## WORKING DATA
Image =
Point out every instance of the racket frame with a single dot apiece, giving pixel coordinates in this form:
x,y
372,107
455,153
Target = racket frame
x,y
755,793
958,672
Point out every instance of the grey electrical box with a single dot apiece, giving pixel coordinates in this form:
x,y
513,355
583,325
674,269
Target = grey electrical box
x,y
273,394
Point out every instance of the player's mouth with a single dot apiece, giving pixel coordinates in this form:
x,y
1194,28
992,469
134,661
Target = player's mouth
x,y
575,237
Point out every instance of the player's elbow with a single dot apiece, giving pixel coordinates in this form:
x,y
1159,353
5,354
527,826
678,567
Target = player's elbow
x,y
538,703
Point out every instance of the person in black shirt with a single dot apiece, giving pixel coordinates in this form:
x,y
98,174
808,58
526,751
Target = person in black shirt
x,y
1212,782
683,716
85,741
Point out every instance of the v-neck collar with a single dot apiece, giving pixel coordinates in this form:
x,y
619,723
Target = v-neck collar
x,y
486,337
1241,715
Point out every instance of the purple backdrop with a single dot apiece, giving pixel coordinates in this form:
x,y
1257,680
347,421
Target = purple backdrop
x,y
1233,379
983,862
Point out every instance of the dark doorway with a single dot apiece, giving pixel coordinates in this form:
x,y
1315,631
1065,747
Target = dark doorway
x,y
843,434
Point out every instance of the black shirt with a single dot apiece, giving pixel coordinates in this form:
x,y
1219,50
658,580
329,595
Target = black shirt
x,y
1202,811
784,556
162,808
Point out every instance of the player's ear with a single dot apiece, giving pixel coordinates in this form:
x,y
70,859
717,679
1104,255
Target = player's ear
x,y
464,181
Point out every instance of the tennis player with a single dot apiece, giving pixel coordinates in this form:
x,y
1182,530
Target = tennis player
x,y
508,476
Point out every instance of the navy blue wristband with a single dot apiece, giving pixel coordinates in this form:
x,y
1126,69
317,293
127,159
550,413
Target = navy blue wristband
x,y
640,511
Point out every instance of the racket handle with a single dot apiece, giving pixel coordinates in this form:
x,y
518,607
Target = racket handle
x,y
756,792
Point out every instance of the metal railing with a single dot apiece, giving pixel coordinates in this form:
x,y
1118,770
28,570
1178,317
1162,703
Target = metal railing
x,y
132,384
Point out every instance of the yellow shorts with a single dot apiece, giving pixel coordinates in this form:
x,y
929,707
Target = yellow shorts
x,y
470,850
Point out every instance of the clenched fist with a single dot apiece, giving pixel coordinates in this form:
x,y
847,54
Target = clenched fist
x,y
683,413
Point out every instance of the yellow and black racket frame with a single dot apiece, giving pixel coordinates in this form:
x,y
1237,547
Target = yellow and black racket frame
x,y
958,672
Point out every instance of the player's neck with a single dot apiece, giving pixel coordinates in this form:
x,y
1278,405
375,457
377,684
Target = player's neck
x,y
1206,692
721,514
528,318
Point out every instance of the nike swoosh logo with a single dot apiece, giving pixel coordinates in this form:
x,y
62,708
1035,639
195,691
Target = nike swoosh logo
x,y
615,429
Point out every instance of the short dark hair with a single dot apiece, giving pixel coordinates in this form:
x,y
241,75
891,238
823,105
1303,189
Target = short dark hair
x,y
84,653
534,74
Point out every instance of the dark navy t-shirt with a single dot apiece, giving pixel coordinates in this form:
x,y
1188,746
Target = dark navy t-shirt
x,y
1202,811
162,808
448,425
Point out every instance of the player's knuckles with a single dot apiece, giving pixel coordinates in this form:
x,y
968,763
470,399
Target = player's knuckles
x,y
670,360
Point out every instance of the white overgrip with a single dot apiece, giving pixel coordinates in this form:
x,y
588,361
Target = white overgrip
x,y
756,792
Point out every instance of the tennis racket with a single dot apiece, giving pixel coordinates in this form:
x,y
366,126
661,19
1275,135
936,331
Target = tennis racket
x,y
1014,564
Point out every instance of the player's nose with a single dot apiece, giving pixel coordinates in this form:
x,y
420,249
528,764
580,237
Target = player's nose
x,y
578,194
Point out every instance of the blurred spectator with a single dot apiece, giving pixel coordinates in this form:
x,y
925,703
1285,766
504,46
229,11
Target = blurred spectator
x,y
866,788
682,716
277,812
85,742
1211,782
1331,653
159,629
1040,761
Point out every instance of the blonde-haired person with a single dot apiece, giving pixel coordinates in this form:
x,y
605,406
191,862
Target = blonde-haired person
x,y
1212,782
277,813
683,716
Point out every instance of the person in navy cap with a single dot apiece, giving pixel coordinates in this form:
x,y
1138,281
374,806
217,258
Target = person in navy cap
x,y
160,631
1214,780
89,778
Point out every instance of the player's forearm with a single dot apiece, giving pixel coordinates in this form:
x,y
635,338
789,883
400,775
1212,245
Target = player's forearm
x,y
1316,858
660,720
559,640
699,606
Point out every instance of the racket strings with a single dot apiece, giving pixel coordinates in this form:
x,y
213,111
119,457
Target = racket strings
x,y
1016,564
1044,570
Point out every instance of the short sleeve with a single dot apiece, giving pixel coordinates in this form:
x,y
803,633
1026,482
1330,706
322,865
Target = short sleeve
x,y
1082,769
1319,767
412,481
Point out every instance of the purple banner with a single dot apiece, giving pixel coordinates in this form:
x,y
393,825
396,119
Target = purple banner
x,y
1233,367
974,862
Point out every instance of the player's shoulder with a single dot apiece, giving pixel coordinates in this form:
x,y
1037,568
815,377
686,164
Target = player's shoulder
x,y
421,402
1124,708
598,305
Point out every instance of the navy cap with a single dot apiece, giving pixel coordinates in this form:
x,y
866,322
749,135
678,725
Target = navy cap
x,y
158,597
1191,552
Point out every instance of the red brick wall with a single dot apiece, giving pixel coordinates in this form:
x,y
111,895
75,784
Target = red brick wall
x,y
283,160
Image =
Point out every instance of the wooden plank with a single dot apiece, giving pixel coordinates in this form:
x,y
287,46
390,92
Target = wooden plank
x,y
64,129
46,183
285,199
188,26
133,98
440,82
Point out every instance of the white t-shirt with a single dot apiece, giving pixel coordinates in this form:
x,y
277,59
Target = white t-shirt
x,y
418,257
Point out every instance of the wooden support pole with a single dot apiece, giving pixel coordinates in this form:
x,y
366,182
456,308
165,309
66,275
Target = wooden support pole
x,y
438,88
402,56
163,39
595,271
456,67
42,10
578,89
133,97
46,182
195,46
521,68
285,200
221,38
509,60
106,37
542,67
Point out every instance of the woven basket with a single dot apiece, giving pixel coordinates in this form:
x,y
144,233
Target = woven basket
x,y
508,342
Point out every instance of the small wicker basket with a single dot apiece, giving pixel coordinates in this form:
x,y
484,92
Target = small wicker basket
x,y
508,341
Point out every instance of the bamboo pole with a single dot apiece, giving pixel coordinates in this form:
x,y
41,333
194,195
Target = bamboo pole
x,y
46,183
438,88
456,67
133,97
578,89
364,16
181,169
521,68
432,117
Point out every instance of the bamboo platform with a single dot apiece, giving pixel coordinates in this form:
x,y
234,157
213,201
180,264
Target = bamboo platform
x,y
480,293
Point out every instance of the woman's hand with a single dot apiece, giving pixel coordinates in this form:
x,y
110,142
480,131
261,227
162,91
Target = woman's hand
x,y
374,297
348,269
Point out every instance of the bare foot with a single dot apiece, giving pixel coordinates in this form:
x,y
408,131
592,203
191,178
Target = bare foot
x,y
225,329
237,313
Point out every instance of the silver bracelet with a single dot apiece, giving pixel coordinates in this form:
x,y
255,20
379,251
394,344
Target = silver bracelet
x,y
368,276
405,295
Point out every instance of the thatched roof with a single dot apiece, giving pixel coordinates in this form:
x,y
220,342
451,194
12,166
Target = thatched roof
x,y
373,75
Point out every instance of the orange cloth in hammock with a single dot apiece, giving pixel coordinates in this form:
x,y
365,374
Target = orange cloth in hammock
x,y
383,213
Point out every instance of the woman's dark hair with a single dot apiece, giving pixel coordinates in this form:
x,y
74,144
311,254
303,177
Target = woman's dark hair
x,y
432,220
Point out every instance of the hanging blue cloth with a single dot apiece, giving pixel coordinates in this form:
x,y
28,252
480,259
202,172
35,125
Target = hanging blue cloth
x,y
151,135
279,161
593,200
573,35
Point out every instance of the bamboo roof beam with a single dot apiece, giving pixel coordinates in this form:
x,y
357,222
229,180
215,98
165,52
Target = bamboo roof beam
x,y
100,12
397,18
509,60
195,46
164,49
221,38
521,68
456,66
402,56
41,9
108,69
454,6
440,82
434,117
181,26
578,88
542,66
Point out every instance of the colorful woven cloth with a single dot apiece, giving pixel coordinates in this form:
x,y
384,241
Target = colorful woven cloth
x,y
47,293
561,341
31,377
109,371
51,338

## EXERCISE DESCRIPTION
Locate "Target = thatched roof" in the material, then quote the line that contains it and all lines after it through the final one.

## PROBLEM SOLUTION
Target = thatched roof
x,y
373,75
Point out every instance of the orange cloth in hammock with a single dot apiece, giving pixel coordinates in this form:
x,y
365,374
Target = orange cloth in hammock
x,y
383,213
Point out every instance of the woman's dark hair with a single dot apiece, giving pixel coordinates in this form:
x,y
74,144
311,254
303,177
Target = woman's dark hair
x,y
432,220
Point out every instance of the hanging blue cloth with a single dot apiece, giving pixel coordinates in this form:
x,y
28,252
480,259
202,172
35,125
Target = hanging blue cloth
x,y
151,135
279,161
593,200
573,35
Point out every instance of the bamboo roof beam with a single dot apiece, giving pixel coordinates in this form:
x,y
357,222
229,180
215,98
165,52
Target = bamboo roof beam
x,y
100,12
397,18
509,60
195,46
164,49
221,38
521,68
456,66
402,56
41,9
108,69
454,6
440,82
434,117
181,26
578,88
542,66
Point out every instance of the colorful woven cloth with a single dot apiece, giving pixel coordinates in this form:
x,y
384,241
Target = colorful woven cloth
x,y
47,293
561,341
31,377
109,371
51,338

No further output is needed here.